(Dataset entries)
+ + + + +
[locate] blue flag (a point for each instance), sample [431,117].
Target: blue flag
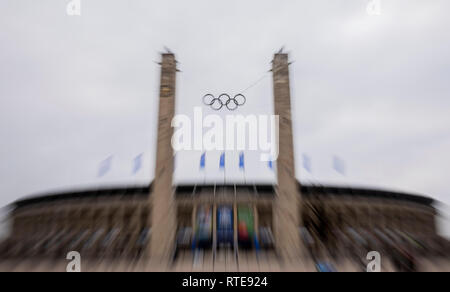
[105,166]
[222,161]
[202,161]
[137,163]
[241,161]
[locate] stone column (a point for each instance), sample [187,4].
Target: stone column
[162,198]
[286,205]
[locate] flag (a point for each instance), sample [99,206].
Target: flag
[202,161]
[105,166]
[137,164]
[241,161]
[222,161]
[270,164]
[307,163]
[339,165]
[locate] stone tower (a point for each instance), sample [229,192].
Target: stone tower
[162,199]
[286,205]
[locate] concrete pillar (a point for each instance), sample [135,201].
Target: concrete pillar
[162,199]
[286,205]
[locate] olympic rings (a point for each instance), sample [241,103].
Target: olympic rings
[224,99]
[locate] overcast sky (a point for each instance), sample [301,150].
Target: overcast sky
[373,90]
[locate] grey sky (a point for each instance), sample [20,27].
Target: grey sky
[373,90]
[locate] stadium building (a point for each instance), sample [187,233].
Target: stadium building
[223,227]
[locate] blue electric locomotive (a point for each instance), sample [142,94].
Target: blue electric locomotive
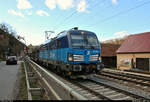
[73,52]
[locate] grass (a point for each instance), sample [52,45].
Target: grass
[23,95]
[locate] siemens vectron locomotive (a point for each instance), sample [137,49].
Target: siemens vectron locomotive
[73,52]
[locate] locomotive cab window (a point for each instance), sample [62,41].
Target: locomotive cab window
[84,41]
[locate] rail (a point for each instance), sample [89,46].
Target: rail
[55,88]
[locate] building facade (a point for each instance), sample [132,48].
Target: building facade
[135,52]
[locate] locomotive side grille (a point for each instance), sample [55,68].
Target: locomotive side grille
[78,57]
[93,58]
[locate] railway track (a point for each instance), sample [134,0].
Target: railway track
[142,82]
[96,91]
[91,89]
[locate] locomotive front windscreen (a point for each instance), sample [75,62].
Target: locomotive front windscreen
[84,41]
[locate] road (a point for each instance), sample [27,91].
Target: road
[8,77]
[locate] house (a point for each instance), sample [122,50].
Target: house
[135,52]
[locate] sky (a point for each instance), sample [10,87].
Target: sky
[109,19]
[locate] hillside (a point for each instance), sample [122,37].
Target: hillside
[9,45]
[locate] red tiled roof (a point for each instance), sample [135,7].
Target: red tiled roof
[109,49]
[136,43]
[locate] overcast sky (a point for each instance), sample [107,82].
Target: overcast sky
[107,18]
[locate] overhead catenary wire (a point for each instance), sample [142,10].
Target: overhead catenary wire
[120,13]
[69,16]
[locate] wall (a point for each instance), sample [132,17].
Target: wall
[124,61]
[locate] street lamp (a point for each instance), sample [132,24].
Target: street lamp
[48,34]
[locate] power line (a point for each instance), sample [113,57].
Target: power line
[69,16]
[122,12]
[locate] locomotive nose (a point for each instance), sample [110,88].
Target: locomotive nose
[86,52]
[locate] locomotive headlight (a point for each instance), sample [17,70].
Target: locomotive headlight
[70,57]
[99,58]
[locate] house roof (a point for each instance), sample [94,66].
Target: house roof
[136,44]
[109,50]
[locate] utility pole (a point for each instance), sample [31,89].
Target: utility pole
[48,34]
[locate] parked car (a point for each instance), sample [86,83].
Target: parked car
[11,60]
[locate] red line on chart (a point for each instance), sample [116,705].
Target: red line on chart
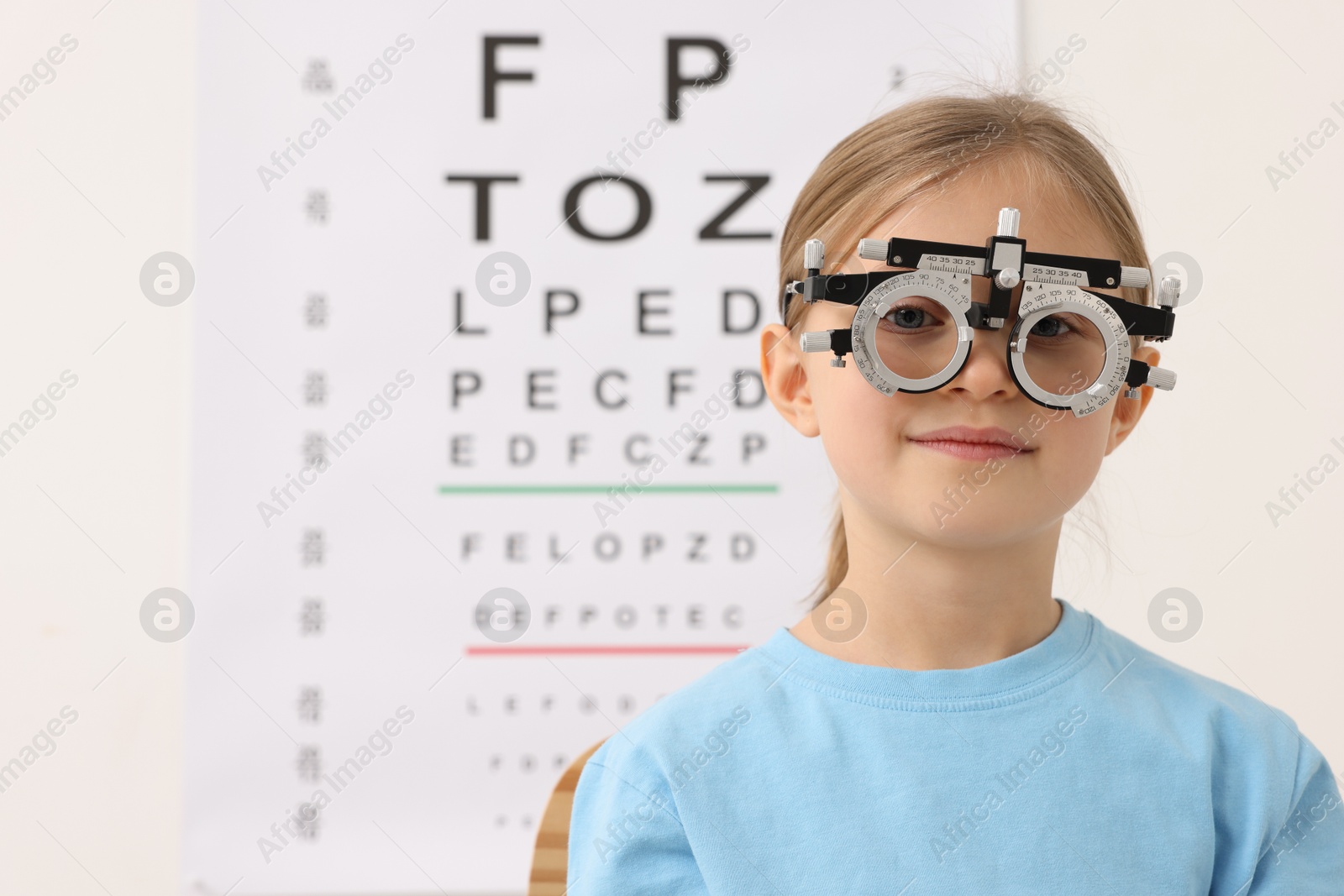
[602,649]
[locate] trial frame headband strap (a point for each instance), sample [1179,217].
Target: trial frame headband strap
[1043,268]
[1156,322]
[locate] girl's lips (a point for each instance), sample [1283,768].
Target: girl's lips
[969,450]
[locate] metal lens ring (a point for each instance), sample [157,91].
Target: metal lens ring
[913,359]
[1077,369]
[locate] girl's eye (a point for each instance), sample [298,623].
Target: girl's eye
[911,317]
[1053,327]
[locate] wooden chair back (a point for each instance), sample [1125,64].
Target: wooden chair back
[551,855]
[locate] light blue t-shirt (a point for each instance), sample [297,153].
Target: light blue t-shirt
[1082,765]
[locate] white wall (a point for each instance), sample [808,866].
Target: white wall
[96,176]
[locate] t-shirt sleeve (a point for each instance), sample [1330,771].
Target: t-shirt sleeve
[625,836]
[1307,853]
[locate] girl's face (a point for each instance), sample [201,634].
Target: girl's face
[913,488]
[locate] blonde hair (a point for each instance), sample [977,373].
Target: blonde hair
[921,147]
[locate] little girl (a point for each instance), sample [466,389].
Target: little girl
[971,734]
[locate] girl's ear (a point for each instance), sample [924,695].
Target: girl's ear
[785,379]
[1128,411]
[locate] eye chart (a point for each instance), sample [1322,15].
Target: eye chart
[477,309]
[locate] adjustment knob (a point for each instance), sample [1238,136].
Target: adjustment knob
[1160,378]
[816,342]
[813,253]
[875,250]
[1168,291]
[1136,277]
+ + + + +
Exercise objective: Hand over the entries again, exactly as written and without the pictures.

Solution for this task:
[locate] blue flag (a point for each instance), sample [431,117].
Target: blue flag
[105,166]
[222,161]
[202,161]
[137,163]
[241,161]
[locate] stone column (a point for each instance), sample [187,4].
Target: stone column
[162,198]
[286,205]
[locate] flag (a point for each instance), sample [99,206].
Target: flag
[202,161]
[105,166]
[137,164]
[241,161]
[222,161]
[270,164]
[307,163]
[339,165]
[locate] stone tower (a point for each instance), sample [229,192].
Target: stone tower
[162,199]
[286,205]
[locate] concrete pillar (a point for each instance), sample [135,201].
Target: concrete pillar
[162,199]
[286,205]
[locate] olympic rings (a point for each instance), sample [241,103].
Target: olympic rings
[224,99]
[locate] overcast sky (a point for each instance), sample [301,150].
Target: overcast sky
[373,90]
[locate] grey sky (a point for each instance), sample [20,27].
Target: grey sky
[373,90]
[locate] stadium building (a point for each instance), sample [187,233].
Target: stadium building
[223,227]
[locate] blue electric locomotive (a point for each instance), sample [142,94].
Target: blue electric locomotive
[73,52]
[locate] grass (a point for each instance), sample [52,45].
Target: grass
[23,95]
[locate] siemens vectron locomotive (a point for each instance), sample [137,49].
Target: siemens vectron locomotive
[73,52]
[locate] locomotive cab window (a point for each instance), sample [62,41].
Target: locomotive cab window
[84,41]
[locate] rail (a point for each instance), sample [89,46].
Target: rail
[55,88]
[locate] building facade (a point for each instance), sample [132,48].
Target: building facade
[135,52]
[locate] locomotive side grille (a point for each instance), sample [55,68].
Target: locomotive side grille
[78,57]
[93,58]
[locate] railway track (a point for each instance), sample [134,0].
Target: railway track
[142,82]
[96,91]
[91,89]
[locate] locomotive front windscreen (a point for each instance), sample [75,62].
Target: locomotive front windscreen
[84,41]
[locate] road (a point for each instance), sample [27,91].
Target: road
[8,77]
[locate] house (a point for each instance), sample [122,50].
Target: house
[135,52]
[locate] sky (a point for each instance), sample [10,87].
Target: sky
[109,19]
[locate] hillside (a point for each instance), sample [122,37].
Target: hillside
[9,45]
[locate] red tiled roof (a point for each instance), sample [135,7].
Target: red tiled roof
[109,49]
[136,43]
[locate] overcast sky (a point for each instance), sample [107,82].
Target: overcast sky
[107,18]
[locate] overhead catenary wire (a point for each instance), sample [142,10].
Target: overhead catenary wire
[120,13]
[69,16]
[locate] wall (a point for each instance), sample [132,17].
Target: wall
[124,61]
[locate] street lamp (a point for each instance), sample [132,24].
Target: street lamp
[48,34]
[locate] power line (a point for each instance), sample [113,57].
Target: power line
[69,16]
[122,12]
[locate] locomotive nose (a point for each instance), sample [110,88].
Target: locomotive nose
[86,52]
[locate] locomotive headlight (a point for each instance), sample [17,70].
Target: locomotive headlight
[70,57]
[99,58]
[locate] house roof (a point for each instance), sample [94,66].
Target: house roof
[136,44]
[109,50]
[locate] utility pole (a point for each instance), sample [31,89].
Target: utility pole
[48,34]
[locate] parked car (a point for each instance), sample [86,83].
Target: parked car
[11,60]
[locate] red line on chart (a point for each instance), sample [116,705].
Target: red line on chart
[602,649]
[locate] trial frame headband strap (a point for each instance), sample [1179,217].
Target: trial frame headband strap
[1043,268]
[1156,322]
[locate] girl's lips (a point for each instance), sample [1283,768].
Target: girl's lips
[969,450]
[locate] metal lens ring (a point for each instance), sample [157,91].
Target: metal lens ring
[913,359]
[1077,369]
[locate] girl's eye (a point for each instance), sample [298,623].
Target: girl's eye
[911,317]
[1053,327]
[locate] wooden chair back (a point for each instance), sample [1125,64].
Target: wooden chair back
[551,855]
[locate] light blue t-shirt (a point for each instance), sample [297,153].
Target: light blue t-shirt
[1082,765]
[locate] white wall (a point for each instance), sample [808,866].
Target: white wall
[96,176]
[locate] t-shirt sleeve (a point for each instance), sample [1330,771].
Target: t-shirt sleeve
[625,836]
[1307,853]
[locate] girl's face (a point for each instance), sample [201,634].
Target: girl's face
[913,488]
[locate] blonde hair (a point for each instance), sample [977,373].
Target: blonde hair
[921,147]
[locate] little girl (a point for each instance), sample [466,389].
Target: little girl
[971,734]
[locate] girl's ear (a point for each instance), sample [924,695].
Target: girl's ear
[785,379]
[1128,411]
[locate] eye chart (a point for each instance), sample [1322,15].
Target: eye chart
[477,309]
[locate] adjustment knob (a point for each instance), sample [1238,136].
Target: adjustment knob
[1160,378]
[816,342]
[813,253]
[875,250]
[1168,291]
[1136,277]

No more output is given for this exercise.